TO BE DONE
Could you recast the material below as a JSON list of strings, one string per line, with blank lines dropped and the pictures left out?

__________

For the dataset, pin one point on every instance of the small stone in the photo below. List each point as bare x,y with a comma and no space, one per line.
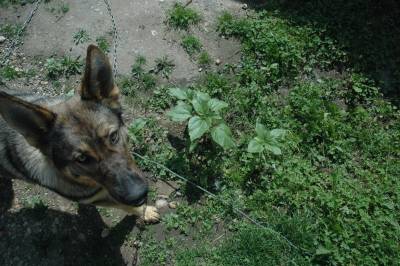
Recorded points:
173,205
81,237
105,232
161,203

__________

WRITTEN ANSWER
[
  "For the dataset, pin one point on every instance of the small stone in the photo below. List each point as bare x,y with a comma and no space, one per line.",
  "Recorded points:",
  "173,205",
  "81,237",
  "105,232",
  "161,203"
]